Source records:
Content starts

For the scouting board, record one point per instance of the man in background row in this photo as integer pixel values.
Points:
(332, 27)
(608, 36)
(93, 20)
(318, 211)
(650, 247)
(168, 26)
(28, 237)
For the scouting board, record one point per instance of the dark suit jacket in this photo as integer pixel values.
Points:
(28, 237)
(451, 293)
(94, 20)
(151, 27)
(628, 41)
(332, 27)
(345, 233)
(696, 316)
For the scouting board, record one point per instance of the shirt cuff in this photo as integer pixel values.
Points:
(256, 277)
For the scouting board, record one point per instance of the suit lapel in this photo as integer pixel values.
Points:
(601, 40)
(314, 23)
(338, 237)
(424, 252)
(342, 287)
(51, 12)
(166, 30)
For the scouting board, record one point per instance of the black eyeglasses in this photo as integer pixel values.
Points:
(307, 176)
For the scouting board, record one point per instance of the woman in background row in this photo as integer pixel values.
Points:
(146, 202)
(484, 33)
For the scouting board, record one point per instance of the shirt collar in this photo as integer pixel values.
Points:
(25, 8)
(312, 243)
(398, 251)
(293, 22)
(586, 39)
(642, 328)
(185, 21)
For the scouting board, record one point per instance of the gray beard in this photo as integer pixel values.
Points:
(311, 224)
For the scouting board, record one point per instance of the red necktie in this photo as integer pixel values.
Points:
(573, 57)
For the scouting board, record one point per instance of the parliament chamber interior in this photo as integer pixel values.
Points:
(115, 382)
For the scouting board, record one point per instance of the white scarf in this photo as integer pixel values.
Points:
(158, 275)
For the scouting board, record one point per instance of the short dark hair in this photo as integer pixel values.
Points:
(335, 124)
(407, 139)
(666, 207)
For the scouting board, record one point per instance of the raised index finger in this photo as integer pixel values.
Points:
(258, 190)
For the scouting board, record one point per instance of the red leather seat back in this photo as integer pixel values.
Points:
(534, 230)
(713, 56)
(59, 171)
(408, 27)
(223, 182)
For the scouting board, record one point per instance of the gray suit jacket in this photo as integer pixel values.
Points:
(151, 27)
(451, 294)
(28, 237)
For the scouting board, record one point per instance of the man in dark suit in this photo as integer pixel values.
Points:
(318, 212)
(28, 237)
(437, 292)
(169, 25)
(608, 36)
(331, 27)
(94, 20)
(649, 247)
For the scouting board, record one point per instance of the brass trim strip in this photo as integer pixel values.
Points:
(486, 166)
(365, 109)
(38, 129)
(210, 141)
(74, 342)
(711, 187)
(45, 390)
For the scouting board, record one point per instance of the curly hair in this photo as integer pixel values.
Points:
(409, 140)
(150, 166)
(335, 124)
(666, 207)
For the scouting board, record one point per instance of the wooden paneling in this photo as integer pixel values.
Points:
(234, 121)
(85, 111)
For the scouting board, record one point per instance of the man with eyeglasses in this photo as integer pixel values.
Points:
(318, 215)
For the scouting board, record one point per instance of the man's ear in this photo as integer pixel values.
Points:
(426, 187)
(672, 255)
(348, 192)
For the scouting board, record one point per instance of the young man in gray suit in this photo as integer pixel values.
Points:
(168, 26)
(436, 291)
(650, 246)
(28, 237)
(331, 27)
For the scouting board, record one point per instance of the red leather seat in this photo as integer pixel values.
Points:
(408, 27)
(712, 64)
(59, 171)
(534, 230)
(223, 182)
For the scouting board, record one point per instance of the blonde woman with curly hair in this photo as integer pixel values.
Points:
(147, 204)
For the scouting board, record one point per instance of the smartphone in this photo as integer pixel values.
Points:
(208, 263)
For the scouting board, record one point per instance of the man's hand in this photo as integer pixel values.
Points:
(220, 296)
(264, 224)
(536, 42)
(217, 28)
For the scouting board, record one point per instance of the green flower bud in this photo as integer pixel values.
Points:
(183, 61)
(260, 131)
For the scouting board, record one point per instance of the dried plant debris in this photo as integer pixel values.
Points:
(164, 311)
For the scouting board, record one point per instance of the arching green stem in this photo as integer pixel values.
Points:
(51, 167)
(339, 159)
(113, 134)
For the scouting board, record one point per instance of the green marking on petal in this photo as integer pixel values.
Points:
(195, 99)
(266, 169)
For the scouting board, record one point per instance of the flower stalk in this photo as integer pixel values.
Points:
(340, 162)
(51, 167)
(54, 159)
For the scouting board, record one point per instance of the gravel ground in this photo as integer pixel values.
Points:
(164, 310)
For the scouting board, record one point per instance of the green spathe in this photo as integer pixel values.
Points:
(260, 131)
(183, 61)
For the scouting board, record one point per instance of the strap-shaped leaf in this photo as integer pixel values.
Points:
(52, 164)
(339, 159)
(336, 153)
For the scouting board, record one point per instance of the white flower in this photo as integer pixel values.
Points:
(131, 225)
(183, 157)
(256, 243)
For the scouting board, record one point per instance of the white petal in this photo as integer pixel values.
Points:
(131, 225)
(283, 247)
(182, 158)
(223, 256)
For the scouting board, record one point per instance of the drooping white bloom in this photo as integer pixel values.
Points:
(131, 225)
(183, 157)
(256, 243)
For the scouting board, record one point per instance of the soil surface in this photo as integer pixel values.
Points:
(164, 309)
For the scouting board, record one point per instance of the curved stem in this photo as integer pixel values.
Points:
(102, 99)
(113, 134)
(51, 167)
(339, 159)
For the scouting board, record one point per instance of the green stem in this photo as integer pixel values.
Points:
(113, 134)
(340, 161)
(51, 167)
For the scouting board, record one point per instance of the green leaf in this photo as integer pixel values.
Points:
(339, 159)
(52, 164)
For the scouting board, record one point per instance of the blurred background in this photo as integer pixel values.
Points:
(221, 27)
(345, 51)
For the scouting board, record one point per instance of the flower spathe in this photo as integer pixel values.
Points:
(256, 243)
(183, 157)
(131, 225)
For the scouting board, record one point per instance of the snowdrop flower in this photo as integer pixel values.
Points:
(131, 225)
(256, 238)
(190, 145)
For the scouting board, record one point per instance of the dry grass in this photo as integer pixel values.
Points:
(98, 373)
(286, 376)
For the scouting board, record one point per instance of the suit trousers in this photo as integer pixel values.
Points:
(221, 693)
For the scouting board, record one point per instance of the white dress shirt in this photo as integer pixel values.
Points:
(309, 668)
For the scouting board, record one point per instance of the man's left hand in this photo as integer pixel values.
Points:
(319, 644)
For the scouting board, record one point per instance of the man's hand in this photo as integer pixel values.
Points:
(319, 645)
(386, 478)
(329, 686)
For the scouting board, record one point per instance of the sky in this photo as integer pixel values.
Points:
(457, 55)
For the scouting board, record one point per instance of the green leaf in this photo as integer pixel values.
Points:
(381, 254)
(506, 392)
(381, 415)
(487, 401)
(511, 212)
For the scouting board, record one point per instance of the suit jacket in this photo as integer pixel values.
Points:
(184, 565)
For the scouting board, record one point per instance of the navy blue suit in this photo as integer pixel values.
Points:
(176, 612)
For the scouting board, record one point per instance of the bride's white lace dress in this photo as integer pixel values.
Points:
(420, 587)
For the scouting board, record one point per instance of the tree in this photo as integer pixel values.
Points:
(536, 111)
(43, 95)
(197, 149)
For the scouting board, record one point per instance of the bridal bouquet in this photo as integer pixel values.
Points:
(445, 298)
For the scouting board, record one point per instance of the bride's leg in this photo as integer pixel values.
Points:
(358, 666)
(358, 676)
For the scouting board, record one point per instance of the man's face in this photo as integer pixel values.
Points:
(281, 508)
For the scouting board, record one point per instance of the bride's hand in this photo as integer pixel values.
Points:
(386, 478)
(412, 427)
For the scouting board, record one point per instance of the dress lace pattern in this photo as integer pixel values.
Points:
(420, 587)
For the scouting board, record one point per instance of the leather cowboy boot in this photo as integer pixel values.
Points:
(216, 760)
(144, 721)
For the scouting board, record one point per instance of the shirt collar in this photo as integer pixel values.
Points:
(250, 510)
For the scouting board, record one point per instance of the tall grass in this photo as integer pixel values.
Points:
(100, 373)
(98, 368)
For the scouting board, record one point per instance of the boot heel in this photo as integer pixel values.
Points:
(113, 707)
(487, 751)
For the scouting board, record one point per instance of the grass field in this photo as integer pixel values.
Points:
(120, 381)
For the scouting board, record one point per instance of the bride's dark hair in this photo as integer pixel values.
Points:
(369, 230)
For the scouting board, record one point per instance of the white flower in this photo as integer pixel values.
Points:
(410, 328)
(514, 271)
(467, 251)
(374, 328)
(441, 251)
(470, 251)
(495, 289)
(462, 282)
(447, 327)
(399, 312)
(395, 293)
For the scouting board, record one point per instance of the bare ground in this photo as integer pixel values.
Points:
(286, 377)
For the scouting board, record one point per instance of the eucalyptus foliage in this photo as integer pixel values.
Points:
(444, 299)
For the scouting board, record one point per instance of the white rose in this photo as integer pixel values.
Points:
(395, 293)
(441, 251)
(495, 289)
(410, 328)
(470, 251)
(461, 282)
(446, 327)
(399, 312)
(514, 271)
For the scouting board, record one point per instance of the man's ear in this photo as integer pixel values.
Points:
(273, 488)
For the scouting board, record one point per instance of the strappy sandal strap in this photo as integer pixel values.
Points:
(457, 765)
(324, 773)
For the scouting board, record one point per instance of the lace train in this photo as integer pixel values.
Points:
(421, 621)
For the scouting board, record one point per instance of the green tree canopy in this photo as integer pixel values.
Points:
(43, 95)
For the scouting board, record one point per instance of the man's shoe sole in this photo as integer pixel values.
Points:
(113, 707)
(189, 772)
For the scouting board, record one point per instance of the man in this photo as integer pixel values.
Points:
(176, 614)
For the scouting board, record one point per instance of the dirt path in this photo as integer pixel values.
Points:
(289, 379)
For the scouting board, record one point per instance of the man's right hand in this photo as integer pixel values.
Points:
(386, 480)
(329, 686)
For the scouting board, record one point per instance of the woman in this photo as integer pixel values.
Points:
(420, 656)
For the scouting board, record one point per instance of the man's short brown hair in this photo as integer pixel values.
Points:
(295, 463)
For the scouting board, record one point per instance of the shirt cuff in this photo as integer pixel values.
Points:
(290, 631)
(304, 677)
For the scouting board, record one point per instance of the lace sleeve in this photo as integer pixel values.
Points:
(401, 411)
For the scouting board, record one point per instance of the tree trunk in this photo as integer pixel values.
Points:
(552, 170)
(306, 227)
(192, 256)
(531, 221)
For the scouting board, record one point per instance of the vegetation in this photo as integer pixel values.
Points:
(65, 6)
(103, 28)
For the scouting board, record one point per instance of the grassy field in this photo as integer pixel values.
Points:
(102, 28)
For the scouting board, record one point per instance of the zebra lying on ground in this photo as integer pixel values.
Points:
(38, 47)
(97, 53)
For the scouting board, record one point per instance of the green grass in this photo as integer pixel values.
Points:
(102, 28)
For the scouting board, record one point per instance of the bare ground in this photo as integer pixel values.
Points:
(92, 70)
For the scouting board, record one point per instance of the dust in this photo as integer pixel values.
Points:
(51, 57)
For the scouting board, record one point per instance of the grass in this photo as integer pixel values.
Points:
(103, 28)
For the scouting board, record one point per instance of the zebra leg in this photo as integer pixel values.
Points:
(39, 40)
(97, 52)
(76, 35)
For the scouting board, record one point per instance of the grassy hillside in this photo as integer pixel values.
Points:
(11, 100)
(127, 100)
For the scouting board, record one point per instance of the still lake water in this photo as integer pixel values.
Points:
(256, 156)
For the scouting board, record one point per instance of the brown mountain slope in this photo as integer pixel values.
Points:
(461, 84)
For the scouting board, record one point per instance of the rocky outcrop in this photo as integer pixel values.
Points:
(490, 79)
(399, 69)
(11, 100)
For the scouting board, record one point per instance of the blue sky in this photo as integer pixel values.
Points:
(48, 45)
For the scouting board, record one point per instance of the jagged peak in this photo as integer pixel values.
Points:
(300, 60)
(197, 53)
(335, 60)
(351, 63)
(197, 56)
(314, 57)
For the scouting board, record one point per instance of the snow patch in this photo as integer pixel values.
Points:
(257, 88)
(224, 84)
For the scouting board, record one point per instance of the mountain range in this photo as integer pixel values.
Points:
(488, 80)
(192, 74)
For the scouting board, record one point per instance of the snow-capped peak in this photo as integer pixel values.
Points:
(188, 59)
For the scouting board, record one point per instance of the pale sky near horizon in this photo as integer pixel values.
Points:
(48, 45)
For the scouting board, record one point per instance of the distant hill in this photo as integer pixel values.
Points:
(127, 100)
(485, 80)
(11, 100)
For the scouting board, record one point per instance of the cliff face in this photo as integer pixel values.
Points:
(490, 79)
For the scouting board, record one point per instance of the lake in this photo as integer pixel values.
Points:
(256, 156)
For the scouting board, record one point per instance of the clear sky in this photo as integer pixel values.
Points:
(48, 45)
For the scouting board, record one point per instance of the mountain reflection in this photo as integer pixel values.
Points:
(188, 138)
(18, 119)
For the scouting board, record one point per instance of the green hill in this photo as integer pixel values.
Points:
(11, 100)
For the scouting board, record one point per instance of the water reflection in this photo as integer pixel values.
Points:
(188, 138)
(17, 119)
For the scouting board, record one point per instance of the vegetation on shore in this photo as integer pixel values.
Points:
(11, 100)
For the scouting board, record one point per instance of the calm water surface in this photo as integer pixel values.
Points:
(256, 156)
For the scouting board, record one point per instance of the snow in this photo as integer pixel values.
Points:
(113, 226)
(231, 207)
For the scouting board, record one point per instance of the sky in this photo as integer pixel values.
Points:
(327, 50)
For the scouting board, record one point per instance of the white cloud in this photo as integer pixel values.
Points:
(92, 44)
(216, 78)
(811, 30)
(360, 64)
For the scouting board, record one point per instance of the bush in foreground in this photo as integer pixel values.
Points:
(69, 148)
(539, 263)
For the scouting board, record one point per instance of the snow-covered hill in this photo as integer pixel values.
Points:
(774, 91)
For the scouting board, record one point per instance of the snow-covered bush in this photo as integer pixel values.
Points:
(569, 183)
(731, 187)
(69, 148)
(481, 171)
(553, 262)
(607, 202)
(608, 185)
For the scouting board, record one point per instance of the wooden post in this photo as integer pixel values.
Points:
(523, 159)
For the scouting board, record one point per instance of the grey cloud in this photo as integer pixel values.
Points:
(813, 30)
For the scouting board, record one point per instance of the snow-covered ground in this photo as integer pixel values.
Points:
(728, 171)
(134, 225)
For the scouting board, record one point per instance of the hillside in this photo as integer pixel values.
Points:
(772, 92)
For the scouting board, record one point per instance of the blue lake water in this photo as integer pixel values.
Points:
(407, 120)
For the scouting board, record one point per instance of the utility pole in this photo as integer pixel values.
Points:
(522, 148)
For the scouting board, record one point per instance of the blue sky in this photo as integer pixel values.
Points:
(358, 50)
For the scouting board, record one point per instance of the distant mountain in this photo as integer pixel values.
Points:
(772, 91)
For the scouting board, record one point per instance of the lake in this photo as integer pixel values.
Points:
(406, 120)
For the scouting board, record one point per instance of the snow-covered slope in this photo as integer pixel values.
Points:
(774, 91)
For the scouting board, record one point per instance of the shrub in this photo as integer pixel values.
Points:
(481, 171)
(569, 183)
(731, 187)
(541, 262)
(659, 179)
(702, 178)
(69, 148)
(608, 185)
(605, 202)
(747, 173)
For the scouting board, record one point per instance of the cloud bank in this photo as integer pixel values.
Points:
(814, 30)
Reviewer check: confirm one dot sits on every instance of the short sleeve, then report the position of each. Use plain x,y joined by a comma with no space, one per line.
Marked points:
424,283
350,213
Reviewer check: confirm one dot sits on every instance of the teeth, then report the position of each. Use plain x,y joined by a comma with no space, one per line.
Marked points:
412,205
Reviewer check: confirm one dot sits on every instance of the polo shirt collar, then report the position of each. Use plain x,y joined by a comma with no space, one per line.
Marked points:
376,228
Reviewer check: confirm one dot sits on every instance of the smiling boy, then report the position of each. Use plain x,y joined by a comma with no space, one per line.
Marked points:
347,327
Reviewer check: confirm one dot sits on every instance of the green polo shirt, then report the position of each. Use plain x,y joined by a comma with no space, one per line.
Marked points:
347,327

Content ends

▸ **What you are asked to do**
Using the data above, print exactly the lines from the line that contains "the man's face" through the line that contains "of the tall", with both included.

▸ **Output**
For the scouting board, record one point per instance of the man's face in this photo as integer pixel values.
Points:
(281, 508)
For the scouting board, record one point per instance of the bride's hand in this photo as integer pixel values.
Points:
(386, 478)
(412, 427)
For the scouting board, record one point per instance of the dress lace pattern in this photo as integer pixel values.
Points:
(420, 587)
For the scouting board, record one point per instance of the leather cowboy boot in this photo as integer pixel values.
Points:
(216, 760)
(144, 721)
For the scouting board, record one point per instance of the shirt collar in this photo as integer pixel values.
Points:
(250, 510)
For the scouting board, record one point per instance of the tall grass in this photo as integer pixel values.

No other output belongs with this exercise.